## start
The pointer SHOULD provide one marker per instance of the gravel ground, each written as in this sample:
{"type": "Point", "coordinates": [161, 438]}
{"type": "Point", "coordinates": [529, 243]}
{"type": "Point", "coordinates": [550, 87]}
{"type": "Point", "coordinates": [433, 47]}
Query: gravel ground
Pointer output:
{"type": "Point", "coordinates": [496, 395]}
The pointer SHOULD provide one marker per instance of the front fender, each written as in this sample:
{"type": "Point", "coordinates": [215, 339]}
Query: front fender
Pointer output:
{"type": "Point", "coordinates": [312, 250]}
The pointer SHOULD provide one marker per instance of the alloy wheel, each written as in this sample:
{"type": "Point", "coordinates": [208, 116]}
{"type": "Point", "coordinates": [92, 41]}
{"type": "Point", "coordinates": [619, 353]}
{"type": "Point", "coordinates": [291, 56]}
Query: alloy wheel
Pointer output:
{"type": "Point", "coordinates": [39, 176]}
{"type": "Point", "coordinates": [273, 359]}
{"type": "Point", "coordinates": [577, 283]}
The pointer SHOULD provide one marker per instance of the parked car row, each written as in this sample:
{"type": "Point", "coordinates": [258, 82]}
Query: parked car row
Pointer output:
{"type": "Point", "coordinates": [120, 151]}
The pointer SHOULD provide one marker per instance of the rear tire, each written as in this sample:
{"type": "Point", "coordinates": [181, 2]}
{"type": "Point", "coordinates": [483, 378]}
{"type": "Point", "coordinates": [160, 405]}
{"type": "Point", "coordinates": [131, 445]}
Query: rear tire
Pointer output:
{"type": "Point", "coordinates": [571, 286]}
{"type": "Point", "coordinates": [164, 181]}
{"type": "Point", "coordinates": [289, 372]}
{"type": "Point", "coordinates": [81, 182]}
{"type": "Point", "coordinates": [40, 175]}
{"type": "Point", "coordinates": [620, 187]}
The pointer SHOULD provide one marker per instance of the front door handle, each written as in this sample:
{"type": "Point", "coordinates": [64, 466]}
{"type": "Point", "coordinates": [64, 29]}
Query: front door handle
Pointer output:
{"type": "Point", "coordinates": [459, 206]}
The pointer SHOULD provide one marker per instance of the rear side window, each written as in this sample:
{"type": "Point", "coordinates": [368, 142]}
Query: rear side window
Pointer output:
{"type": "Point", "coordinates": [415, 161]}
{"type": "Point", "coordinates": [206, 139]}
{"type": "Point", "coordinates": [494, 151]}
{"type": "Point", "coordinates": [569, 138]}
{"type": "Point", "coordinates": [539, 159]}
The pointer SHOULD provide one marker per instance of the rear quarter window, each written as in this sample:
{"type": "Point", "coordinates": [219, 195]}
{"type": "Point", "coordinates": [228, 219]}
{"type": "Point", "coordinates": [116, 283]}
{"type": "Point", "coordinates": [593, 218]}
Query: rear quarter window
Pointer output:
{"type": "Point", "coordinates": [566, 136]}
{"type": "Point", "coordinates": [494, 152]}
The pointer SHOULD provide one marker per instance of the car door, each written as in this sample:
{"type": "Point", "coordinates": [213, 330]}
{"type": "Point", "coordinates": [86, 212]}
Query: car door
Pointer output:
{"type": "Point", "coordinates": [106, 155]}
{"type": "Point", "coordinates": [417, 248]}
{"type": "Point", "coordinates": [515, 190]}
## end
Given task
Restate the data above word for word.

Expected answer
The pointer SHOULD provide one marker per instance of the gravel ground, each written as in this sample:
{"type": "Point", "coordinates": [161, 438]}
{"type": "Point", "coordinates": [529, 243]}
{"type": "Point", "coordinates": [550, 87]}
{"type": "Point", "coordinates": [433, 47]}
Query: gravel ground
Pointer output:
{"type": "Point", "coordinates": [496, 395]}
The pointer SHOULD provide one marker per instance of the front fender, each written as in this sample:
{"type": "Point", "coordinates": [215, 339]}
Query: front fender
Pointer output:
{"type": "Point", "coordinates": [312, 250]}
The pointer SHOULD provide one marker per instance of the alloy wheel, each written as in this sample:
{"type": "Point", "coordinates": [208, 116]}
{"type": "Point", "coordinates": [92, 41]}
{"type": "Point", "coordinates": [619, 353]}
{"type": "Point", "coordinates": [291, 56]}
Query: alloy wheel
Pointer output:
{"type": "Point", "coordinates": [39, 176]}
{"type": "Point", "coordinates": [273, 359]}
{"type": "Point", "coordinates": [577, 283]}
The pointer SHOULD provide one marker per instance of the parked car row, each written as in this sample:
{"type": "Point", "coordinates": [258, 82]}
Query: parked car row
Pointer output:
{"type": "Point", "coordinates": [120, 151]}
The pointer SHOULD provide one marker per instance of the rear tire, each written as in this sample:
{"type": "Point", "coordinates": [181, 2]}
{"type": "Point", "coordinates": [483, 378]}
{"type": "Point", "coordinates": [160, 405]}
{"type": "Point", "coordinates": [131, 445]}
Query: rear tire
Pointer output:
{"type": "Point", "coordinates": [571, 286]}
{"type": "Point", "coordinates": [164, 181]}
{"type": "Point", "coordinates": [289, 372]}
{"type": "Point", "coordinates": [81, 182]}
{"type": "Point", "coordinates": [40, 175]}
{"type": "Point", "coordinates": [620, 187]}
The pointer SHOULD provide one marker per instance of the front door handle, each written as in this sample:
{"type": "Point", "coordinates": [64, 466]}
{"type": "Point", "coordinates": [64, 29]}
Query: front door handle
Pointer output:
{"type": "Point", "coordinates": [459, 206]}
The pointer SHOULD provide one marker per instance of the rear side window, each written as in this sample:
{"type": "Point", "coordinates": [368, 142]}
Query: rear side window
Pointer output:
{"type": "Point", "coordinates": [415, 161]}
{"type": "Point", "coordinates": [206, 139]}
{"type": "Point", "coordinates": [494, 151]}
{"type": "Point", "coordinates": [569, 138]}
{"type": "Point", "coordinates": [539, 159]}
The pointer SHOULD provide one marker per instance of the rear quarter window, each written as in this sample:
{"type": "Point", "coordinates": [219, 195]}
{"type": "Point", "coordinates": [228, 219]}
{"type": "Point", "coordinates": [116, 283]}
{"type": "Point", "coordinates": [593, 218]}
Query: rear quarter window
Pointer output:
{"type": "Point", "coordinates": [566, 136]}
{"type": "Point", "coordinates": [494, 152]}
The pointer SHOULD provide one marker per instance of the car door, each written as in this sample:
{"type": "Point", "coordinates": [213, 330]}
{"type": "Point", "coordinates": [86, 212]}
Query: car door
Pointer output:
{"type": "Point", "coordinates": [106, 155]}
{"type": "Point", "coordinates": [417, 248]}
{"type": "Point", "coordinates": [515, 190]}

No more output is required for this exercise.